Dataset entries:
--- START ---

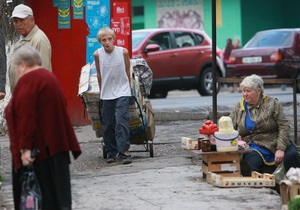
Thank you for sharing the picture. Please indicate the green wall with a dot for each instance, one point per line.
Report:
(230, 21)
(268, 15)
(241, 19)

--- END ---

*TASK OBJECTIVE*
Return the records above in their entirety, word for word, with the pictures removed.

*SOLUTION BELOW*
Thank you for sharing the picture. Please indicate the green wall with a dot for each instance, one point per line.
Report:
(230, 21)
(268, 15)
(241, 19)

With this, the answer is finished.